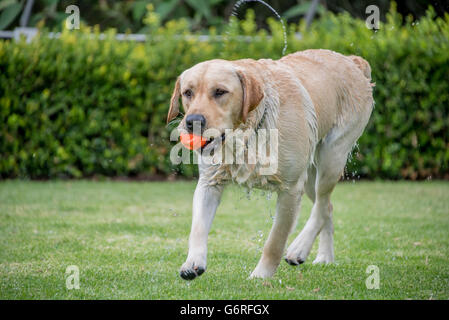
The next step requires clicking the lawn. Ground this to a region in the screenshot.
[0,181,449,299]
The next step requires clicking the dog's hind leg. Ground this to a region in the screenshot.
[179,177,224,280]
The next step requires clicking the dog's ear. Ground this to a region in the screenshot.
[237,70,264,122]
[167,77,181,123]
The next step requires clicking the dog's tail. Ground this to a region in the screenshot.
[348,56,374,86]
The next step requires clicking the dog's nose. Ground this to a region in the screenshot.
[186,114,206,133]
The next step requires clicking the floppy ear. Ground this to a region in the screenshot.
[167,77,181,123]
[237,70,264,122]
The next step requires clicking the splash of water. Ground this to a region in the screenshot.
[231,0,287,55]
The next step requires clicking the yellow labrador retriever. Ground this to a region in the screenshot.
[167,50,374,280]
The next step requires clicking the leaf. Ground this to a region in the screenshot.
[186,0,211,20]
[282,3,310,19]
[0,3,22,30]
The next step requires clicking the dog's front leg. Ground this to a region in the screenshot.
[179,177,223,280]
[250,188,302,278]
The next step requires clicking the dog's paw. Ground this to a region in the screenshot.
[179,262,206,280]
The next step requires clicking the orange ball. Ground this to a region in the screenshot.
[180,133,207,150]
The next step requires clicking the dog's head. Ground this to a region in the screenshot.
[167,60,264,146]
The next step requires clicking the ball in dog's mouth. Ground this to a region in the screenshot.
[180,133,225,150]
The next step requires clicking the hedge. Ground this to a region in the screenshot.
[0,6,449,179]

---

Return all of the material above word for word, leaving out the picture.

▶ _Task result_
The next step requires clicking the lawn. Ground this to a region in the screenshot.
[0,181,449,299]
The next step requires clicking the dog's hind leg. Ground this to a region in the screenshot.
[179,177,224,280]
The next step requires clicking the dog's ear. Ground this to a region in the screenshot.
[237,70,264,122]
[167,77,181,123]
The next step requires clicking the dog's tail. Ground this to a region in the screenshot.
[348,56,374,86]
The next step requires clicking the dog's nose. Ground this to a region in the screenshot.
[186,114,206,133]
The next step requires clicking the floppy ear. Ground this to a region in the screenshot.
[167,77,181,123]
[237,70,264,122]
The next step requires clicking the splash of water. Ground this to a region in the screenshot.
[231,0,287,55]
The next step requires clicking the yellow labrador retriever. Ground this to a region in the screenshot.
[167,50,374,280]
The next step requires clicking the leaf. Ground this to a region in the screenshot.
[186,0,211,20]
[282,3,310,19]
[0,3,22,30]
The next step requires clicking the dog's front leg. Ground this to a region in the screenshot.
[179,177,223,280]
[250,188,302,278]
The next step requires clicking the dog's paw. Ground this to a region in the screenshot.
[179,262,206,280]
The next step requires clicking the orange ball. Ground this to a region in the screenshot.
[180,133,207,150]
The next step requires clicking the dog's head. Ground this to a region in the screenshot.
[167,60,264,146]
The next step requires clicking the ball in dog's mouth. Ground this to a region in the screenshot.
[180,133,225,150]
The next step requires clicking the hedge. Ground this to a region in the screenshot.
[0,6,449,179]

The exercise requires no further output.